Document section:
A report from ad quality transparency platform Adalytics suggests that YouTube served adult-focused ads on almost 100 videos considered “made for kids.” Some of these ads reportedly involved content inappropriate for children, such as car wrecks, medical injuries, and clips from TV-MA shows. Adalytics found that the websites linked in the ads transmitted cookies to their devices that could serve targeted ads to kids, too.
As pointed out by Adalytics, Google’s own policies say ads on content made for kids must not use third-party trackers or collect personal information without getting permission from a parent. Dan Taylor, Google’s vice president of global ads, reiterates this policy in a response on Google’s website, where he calls Adalytics’ report “deeply flawed.”
“We do not allow the use of third-party trackers in advertisements served on made for kids content on YouTube,” Taylor writes. “This report falsely claims that the presence of cookies indicates a privacy breakdown. The opposite is true, and the report fails to show otherwise.”
Adalytics’ research has already drawn the attention of Senator Ed Markey (D-MA) and Marsha Blackburn (R-TN). In a letter to FTC Chair Lina Khan, the two lawmakers urge the agency to look into Adalytics’ claims, noting “YouTube and Google may have violated COPPA — as well as its 2019 FTC consent decree — in an egregious manner.” The Children’s Online Privacy Protection Act (COPPA) requires online platforms to receive parental permission to collect data from users under the age of 13.
The report is having an impact on advertisers as well, with some major companies, including IPG Mediabrands, advising clients to pause ads on YouTube, according to Insider.
Google is already facing scrutiny over a previous Adalytics report that suggests the company misled advertisers over where it placed video ads. Google called that research flawed as well, despite a report by Ad Age saying at least one ad agency exec told the outlet that Google refunded some clients over discrepancies, a move Google representatives said was “not uncommon” and that issuing credits is part of normal relationship building with advertisers.

Parts of the exercise:
(1) Using the article about YouTube ads on made-for-kids videos, say whether each statement agrees with it. Answer yes or no for each, quoting the deciding words.
(a) Google's vice president of global ads called the Adalytics report deeply flawed.
(b) COPPA requires parental permission to collect data from users under the age of 16.
(c) IPG Mediabrands advised clients to pause ads on YouTube.
(2) Answer these questions from the article about YouTube ads on made-for-kids videos.
(a) On about how many "made for kids" videos did YouTube serve adult-focused ads, according to Adalytics?
(b) To whom did the two lawmakers address their letter?
(c) Which outlet reported that an ad agency exec said Google refunded some clients?

Supplied records:
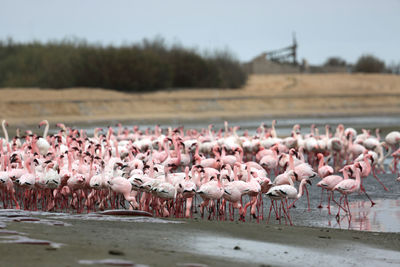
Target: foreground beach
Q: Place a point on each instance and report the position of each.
(213, 243)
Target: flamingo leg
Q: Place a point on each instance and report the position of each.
(376, 177)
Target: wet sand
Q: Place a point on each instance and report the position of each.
(213, 243)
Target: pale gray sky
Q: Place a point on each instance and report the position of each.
(324, 28)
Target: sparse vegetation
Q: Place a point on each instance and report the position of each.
(145, 66)
(369, 64)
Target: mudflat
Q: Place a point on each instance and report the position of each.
(182, 242)
(264, 96)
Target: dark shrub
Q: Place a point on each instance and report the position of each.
(146, 66)
(369, 64)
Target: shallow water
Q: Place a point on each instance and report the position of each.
(384, 216)
(243, 250)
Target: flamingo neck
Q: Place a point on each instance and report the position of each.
(321, 162)
(46, 129)
(301, 188)
(291, 162)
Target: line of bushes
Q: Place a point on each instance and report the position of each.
(145, 66)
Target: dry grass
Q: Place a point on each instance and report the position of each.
(264, 95)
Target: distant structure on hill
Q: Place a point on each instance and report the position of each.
(284, 60)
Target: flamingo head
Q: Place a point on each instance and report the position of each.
(43, 122)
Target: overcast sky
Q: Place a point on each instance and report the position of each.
(324, 28)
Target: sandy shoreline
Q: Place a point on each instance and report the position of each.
(264, 96)
(230, 244)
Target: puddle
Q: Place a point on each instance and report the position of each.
(258, 252)
(382, 217)
(16, 239)
(10, 232)
(192, 265)
(127, 213)
(113, 262)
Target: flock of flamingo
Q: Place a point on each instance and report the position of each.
(162, 171)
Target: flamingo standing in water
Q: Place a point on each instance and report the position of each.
(349, 186)
(323, 171)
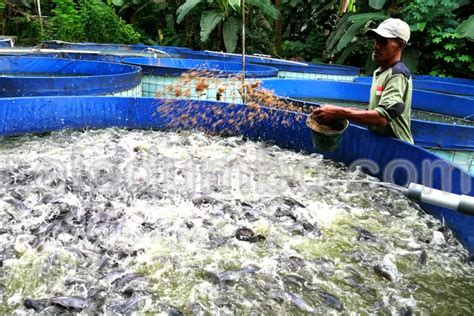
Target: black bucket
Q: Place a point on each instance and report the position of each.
(326, 137)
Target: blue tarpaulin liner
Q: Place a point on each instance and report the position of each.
(171, 50)
(456, 86)
(280, 64)
(176, 67)
(30, 76)
(462, 81)
(286, 129)
(425, 133)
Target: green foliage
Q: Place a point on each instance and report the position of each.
(27, 31)
(440, 37)
(209, 20)
(65, 23)
(225, 16)
(91, 21)
(451, 53)
(102, 25)
(466, 28)
(348, 30)
(259, 35)
(306, 26)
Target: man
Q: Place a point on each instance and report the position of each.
(391, 92)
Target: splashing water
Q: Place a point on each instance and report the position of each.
(120, 221)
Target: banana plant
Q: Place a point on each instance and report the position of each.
(224, 15)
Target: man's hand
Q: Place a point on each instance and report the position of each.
(326, 113)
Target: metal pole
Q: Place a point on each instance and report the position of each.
(40, 16)
(243, 42)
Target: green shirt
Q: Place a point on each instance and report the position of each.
(390, 96)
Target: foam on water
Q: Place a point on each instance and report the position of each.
(151, 220)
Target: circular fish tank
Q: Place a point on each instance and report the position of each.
(151, 214)
(38, 76)
(197, 79)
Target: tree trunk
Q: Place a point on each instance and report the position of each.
(278, 27)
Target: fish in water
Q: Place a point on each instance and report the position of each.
(387, 268)
(295, 299)
(69, 303)
(127, 306)
(246, 234)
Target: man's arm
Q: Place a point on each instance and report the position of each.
(328, 113)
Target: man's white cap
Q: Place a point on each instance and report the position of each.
(392, 28)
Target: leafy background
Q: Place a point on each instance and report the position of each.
(330, 31)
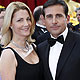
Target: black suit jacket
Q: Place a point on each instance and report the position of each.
(76, 28)
(68, 67)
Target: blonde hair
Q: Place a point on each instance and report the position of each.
(10, 10)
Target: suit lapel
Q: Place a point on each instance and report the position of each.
(65, 53)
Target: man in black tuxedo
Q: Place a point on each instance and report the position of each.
(77, 27)
(61, 53)
(40, 25)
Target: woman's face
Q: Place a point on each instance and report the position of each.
(21, 23)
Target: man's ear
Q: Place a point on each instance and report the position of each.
(68, 19)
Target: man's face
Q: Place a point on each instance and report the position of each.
(2, 18)
(78, 15)
(55, 19)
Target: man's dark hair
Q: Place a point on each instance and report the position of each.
(2, 9)
(77, 9)
(56, 2)
(37, 14)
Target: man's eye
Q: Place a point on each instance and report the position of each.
(49, 16)
(28, 19)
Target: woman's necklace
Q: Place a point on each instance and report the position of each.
(28, 49)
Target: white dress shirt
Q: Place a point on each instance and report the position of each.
(54, 54)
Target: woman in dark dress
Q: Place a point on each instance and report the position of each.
(19, 59)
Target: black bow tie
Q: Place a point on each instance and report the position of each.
(52, 41)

Responses for each task:
(1)
(a) Yes: "where he calls Adalytics’ report “deeply flawed.”"
(b) No: "requires online platforms to receive parental permission to collect data from users under the age of 13."
(c) Yes: "some major companies, including IPG Mediabrands, advising clients to pause ads on YouTube"

(2)
(a) Almost 100
(b) FTC Chair Lina Khan
(c) Ad Age